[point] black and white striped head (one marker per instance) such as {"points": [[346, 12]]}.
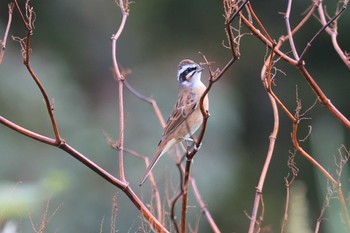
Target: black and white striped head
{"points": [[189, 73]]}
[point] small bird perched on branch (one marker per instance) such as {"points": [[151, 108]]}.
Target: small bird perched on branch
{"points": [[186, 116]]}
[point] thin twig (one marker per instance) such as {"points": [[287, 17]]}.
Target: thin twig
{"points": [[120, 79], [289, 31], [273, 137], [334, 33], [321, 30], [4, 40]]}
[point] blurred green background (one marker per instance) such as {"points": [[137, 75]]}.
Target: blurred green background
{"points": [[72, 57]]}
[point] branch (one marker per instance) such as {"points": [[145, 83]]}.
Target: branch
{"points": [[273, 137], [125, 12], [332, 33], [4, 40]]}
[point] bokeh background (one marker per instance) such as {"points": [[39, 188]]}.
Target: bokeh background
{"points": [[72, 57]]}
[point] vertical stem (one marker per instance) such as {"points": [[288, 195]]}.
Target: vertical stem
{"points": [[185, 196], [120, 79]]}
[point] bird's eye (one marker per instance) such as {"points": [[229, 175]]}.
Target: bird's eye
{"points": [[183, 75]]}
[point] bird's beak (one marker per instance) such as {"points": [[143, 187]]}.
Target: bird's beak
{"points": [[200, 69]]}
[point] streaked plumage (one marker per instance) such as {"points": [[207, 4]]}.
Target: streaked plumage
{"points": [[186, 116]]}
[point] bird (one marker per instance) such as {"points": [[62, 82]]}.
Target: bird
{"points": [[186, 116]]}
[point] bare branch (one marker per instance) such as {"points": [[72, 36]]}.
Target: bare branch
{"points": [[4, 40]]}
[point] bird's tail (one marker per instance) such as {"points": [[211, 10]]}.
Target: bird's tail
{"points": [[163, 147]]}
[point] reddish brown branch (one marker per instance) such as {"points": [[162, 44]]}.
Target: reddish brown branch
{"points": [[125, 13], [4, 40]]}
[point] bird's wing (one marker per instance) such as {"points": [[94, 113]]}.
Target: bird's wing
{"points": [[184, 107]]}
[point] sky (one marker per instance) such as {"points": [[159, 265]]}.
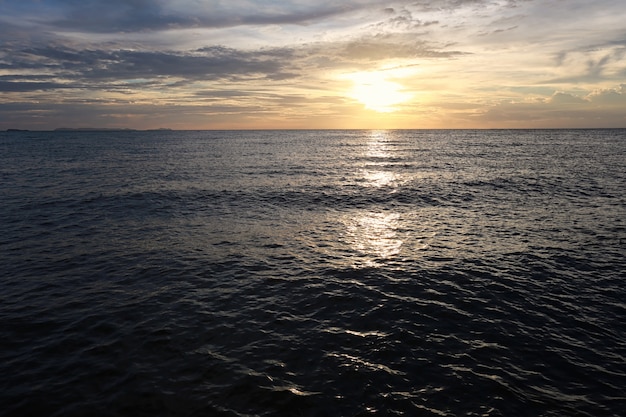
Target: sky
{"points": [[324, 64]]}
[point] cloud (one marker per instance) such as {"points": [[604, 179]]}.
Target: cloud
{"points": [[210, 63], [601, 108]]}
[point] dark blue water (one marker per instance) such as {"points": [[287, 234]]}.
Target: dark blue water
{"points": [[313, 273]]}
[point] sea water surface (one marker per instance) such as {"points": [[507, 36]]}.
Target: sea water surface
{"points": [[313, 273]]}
==
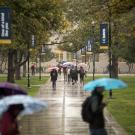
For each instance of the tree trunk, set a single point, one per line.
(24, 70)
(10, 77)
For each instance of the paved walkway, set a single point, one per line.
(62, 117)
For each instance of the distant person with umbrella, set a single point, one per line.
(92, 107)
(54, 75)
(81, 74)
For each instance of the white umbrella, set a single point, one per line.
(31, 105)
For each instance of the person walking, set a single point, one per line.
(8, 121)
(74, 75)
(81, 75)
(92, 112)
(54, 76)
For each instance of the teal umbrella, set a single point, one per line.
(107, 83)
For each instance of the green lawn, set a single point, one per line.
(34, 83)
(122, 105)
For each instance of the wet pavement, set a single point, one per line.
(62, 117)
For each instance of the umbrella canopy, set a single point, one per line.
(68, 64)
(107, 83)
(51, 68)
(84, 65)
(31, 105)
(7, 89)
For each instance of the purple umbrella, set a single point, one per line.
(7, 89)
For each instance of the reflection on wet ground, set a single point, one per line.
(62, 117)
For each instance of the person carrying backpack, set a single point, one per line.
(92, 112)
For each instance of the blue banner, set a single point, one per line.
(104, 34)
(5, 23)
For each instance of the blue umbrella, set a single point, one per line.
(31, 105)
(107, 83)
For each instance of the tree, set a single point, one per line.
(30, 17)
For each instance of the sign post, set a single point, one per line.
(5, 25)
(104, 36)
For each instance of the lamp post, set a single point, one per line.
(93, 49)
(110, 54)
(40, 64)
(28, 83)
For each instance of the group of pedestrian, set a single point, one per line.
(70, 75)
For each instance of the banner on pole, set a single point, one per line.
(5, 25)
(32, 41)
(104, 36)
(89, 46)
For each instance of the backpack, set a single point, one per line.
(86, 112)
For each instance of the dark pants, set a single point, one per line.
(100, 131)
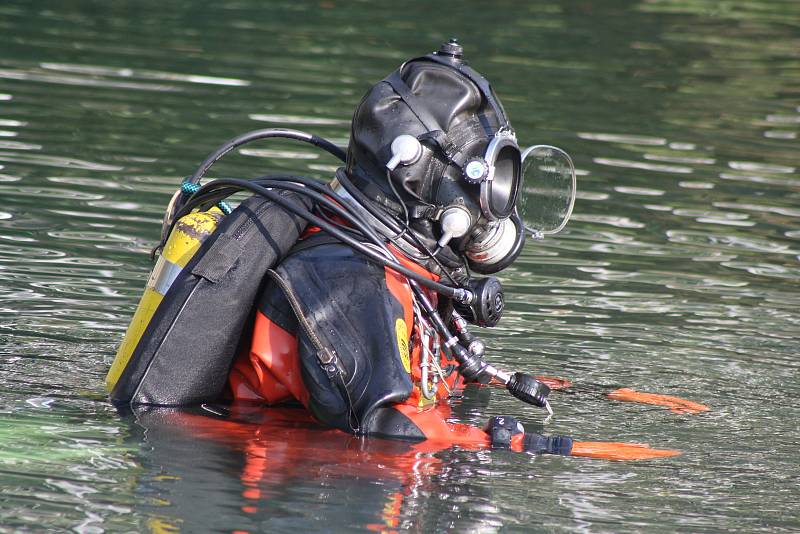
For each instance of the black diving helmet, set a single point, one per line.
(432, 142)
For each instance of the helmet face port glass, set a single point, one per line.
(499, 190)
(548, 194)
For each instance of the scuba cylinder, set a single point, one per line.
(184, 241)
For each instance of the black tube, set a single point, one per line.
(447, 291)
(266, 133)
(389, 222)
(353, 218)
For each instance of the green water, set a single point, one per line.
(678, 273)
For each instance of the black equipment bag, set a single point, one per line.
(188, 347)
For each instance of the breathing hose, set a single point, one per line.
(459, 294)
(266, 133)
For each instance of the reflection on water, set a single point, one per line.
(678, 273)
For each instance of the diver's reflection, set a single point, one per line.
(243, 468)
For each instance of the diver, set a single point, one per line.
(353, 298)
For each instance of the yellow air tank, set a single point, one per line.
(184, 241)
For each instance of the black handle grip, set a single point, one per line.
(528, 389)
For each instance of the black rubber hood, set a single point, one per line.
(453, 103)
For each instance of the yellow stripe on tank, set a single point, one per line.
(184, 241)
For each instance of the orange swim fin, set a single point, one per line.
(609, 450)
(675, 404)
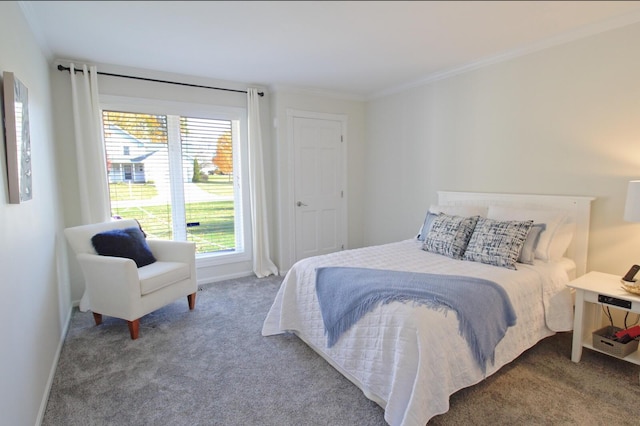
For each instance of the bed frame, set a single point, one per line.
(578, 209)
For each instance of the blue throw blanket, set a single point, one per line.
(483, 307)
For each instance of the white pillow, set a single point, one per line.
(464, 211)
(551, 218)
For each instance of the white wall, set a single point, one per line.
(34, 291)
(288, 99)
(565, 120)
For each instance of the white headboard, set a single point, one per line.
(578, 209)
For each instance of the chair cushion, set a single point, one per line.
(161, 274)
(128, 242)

* [Your task] With the pictures removed from your copy, retype the lines above from the one that contains "[point] bird's tail" through the one that contains "[point] cloud (one", exactly.

* [Problem solution]
[point] bird's tail (one marker per instance) such as {"points": [[211, 10]]}.
Target: bird's tail
{"points": [[163, 147]]}
[point] reddish brown branch (one marker per instance) such as {"points": [[162, 44]]}.
Target: reddish brown branch
{"points": [[125, 13], [4, 40]]}
[point] bird's wing (one marker per instance) such as {"points": [[94, 113]]}.
Target: bird's wing
{"points": [[184, 107]]}
[point] sky (one marker per instance) such as {"points": [[159, 265]]}.
Target: sky
{"points": [[324, 64]]}
[point] cloud (one marker per instance) such as {"points": [[604, 179]]}.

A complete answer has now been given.